* QUESTIONS ON THE MATERIAL
(a) Reproduce the passage of the Pavel Schmidt biography starting at "Medal record" and ending at "World Rowing Championships.".
(b) Extend the biography of rower Pavel Schmidt past its final sentence.

* TEXT EXCERPT
=== Begin Enclosure ===
Personal information
- Born: 9 February 1930 Bratislava, Czechoslovakia
- Died: 14 August 2001 (aged 71) Magglingen, Switzerland
- Height: 180 cm (5 ft 11 in)
- Weight: 82 kg (181 lb)

Sport
- Sport: Rowing
- Club: Aušpic

Medal record
Representing Czech Republic
Olympic Games
| Gold medal – first place | 1960 Rome | Double sculls |
European Rowing Championships
| Silver medal – second place | 1959 Mâcon | Double sculls |
| Bronze medal – third place | 1961 Prague | Double sculls |

= Pavel Schmidt =

Slovak rower

Pavel Leo Edmund Schmidt (9 February 1930 – 14 August 2001) was a Slovak rower who competed for Czechoslovakia, mostly in the double sculls together with Václav Kozák. They won a gold medal at the 1960 Summer Olympics in Rome and two medals at European championships in 1959 and 1961, and placed fourth at the 1962 World Rowing Championships.
=== End Enclosure ===
* PROVIDED MATERIAL
=== Begin Enclosure ===
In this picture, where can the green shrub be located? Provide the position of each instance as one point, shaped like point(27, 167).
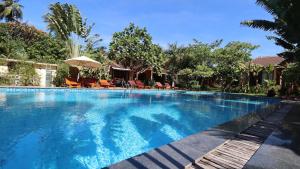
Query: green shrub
point(4, 81)
point(61, 73)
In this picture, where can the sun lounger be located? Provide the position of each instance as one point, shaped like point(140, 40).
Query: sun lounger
point(167, 86)
point(132, 83)
point(71, 83)
point(105, 83)
point(158, 85)
point(89, 82)
point(141, 85)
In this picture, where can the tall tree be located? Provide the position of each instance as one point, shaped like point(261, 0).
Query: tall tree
point(11, 10)
point(134, 49)
point(285, 25)
point(65, 22)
=== End Enclosure ===
* EXPECTED OUTPUTS
(a)
Medal record
Representing Czech Republic
Olympic Games
| Gold medal – first place | 1960 Rome | Double sculls |
European Rowing Championships
| Silver medal – second place | 1959 Mâcon | Double sculls |
| Bronze medal – third place | 1961 Prague | Double sculls |

= Pavel Schmidt =

Slovak rower

Pavel Leo Edmund Schmidt (9 February 1930 – 14 August 2001) was a Slovak rower who competed for Czechoslovakia, mostly in the double sculls together with Václav Kozák. They won a gold medal at the 1960 Summer Olympics in Rome and two medals at European championships in 1959 and 1961, and placed fourth at the 1962 World Rowing Championships.

(b)
After retiring from competitions, Schmidt became a rowing coach, and in 1967–68 trained the Mexico national team. After that he did not return to Czechoslovakia, but settled in Switzerland together with his family. There he worked as a psychiatrists and as a coach at the Biel sports school.